The exercise:
Return every line of the records that contains the word "background".

* * *

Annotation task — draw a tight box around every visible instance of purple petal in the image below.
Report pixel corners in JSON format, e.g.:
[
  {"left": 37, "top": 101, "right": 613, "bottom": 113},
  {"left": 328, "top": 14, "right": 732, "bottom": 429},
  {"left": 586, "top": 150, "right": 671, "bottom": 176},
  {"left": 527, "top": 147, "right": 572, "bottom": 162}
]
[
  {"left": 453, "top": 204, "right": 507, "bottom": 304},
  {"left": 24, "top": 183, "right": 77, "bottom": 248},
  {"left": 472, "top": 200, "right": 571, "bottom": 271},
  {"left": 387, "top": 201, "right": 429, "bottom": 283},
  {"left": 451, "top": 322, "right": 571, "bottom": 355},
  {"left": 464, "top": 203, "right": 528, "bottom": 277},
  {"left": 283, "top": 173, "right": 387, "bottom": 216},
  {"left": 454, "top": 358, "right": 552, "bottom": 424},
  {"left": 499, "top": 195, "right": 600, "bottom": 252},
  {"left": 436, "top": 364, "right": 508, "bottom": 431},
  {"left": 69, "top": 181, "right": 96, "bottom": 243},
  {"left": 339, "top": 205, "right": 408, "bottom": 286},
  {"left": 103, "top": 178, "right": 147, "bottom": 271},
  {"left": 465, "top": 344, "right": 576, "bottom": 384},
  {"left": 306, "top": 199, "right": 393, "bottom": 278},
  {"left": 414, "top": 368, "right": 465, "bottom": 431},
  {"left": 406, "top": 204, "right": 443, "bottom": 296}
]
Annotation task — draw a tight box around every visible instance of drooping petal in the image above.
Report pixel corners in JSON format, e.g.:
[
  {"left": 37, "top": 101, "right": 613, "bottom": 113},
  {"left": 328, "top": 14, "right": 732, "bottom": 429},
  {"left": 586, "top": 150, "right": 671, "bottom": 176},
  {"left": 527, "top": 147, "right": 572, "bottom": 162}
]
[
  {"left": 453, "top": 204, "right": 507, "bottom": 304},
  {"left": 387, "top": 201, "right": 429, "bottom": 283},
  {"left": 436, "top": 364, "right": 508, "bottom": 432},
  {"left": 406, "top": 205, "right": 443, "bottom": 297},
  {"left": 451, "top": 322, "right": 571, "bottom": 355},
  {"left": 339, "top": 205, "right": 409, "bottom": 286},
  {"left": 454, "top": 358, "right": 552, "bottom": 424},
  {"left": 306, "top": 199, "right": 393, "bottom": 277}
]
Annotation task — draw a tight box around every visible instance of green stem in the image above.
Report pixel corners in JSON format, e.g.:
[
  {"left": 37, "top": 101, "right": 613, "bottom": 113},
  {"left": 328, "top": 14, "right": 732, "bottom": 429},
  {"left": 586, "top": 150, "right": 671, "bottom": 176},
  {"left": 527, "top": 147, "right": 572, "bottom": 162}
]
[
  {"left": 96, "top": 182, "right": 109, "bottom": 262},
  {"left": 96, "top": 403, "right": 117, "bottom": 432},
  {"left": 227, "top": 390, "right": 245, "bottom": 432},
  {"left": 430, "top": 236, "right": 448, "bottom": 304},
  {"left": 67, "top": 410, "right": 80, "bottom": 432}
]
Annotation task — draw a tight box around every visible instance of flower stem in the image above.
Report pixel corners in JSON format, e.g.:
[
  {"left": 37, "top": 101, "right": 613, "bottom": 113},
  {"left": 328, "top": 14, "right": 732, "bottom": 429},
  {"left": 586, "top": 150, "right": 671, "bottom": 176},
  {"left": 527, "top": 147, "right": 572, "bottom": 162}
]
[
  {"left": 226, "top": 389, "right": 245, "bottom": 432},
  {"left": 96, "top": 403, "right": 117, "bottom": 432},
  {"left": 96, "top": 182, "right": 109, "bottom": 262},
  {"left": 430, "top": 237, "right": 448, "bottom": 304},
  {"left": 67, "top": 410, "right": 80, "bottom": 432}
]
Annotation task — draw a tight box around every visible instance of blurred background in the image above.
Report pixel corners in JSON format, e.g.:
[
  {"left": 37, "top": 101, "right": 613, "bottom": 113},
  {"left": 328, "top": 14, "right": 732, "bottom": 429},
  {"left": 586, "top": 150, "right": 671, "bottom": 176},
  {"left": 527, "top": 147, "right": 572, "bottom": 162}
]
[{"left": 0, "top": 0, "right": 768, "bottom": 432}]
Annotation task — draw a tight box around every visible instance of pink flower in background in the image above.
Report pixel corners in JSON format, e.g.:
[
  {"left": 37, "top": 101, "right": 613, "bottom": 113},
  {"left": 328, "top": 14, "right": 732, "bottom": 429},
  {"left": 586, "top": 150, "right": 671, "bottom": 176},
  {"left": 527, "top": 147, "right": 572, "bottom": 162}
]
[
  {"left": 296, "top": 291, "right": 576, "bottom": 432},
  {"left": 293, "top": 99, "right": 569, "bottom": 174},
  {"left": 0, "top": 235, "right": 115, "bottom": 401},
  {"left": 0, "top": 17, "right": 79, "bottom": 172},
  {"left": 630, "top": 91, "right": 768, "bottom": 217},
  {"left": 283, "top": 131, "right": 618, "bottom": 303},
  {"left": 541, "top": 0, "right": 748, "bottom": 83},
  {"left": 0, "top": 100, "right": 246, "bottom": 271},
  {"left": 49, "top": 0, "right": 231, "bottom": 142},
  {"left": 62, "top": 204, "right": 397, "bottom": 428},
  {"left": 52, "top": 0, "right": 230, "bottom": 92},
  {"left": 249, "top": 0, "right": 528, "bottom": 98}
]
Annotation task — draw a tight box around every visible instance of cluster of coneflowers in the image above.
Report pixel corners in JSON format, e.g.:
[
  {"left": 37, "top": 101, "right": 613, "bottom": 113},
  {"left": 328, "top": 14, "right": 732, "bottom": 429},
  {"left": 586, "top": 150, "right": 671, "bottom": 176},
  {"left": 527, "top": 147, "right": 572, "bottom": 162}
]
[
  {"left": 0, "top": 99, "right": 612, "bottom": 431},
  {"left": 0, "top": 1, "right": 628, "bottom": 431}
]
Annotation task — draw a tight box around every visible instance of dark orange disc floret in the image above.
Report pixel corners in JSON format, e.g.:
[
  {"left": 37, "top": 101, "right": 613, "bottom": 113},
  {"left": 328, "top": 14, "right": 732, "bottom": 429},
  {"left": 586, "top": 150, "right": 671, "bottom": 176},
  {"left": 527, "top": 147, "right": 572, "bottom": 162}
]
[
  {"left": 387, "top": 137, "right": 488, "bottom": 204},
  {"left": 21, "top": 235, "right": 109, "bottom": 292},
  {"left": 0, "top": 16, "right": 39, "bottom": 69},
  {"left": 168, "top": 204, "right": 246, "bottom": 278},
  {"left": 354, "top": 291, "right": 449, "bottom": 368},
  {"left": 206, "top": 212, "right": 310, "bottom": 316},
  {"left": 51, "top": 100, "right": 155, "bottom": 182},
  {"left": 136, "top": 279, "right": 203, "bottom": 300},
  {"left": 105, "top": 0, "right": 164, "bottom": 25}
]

* * *

In response:
Annotation task — draw a tight box around every visible instance of blurred background in the image above.
Annotation task — draw a tight box around every visible instance of pink flower in background in the image above.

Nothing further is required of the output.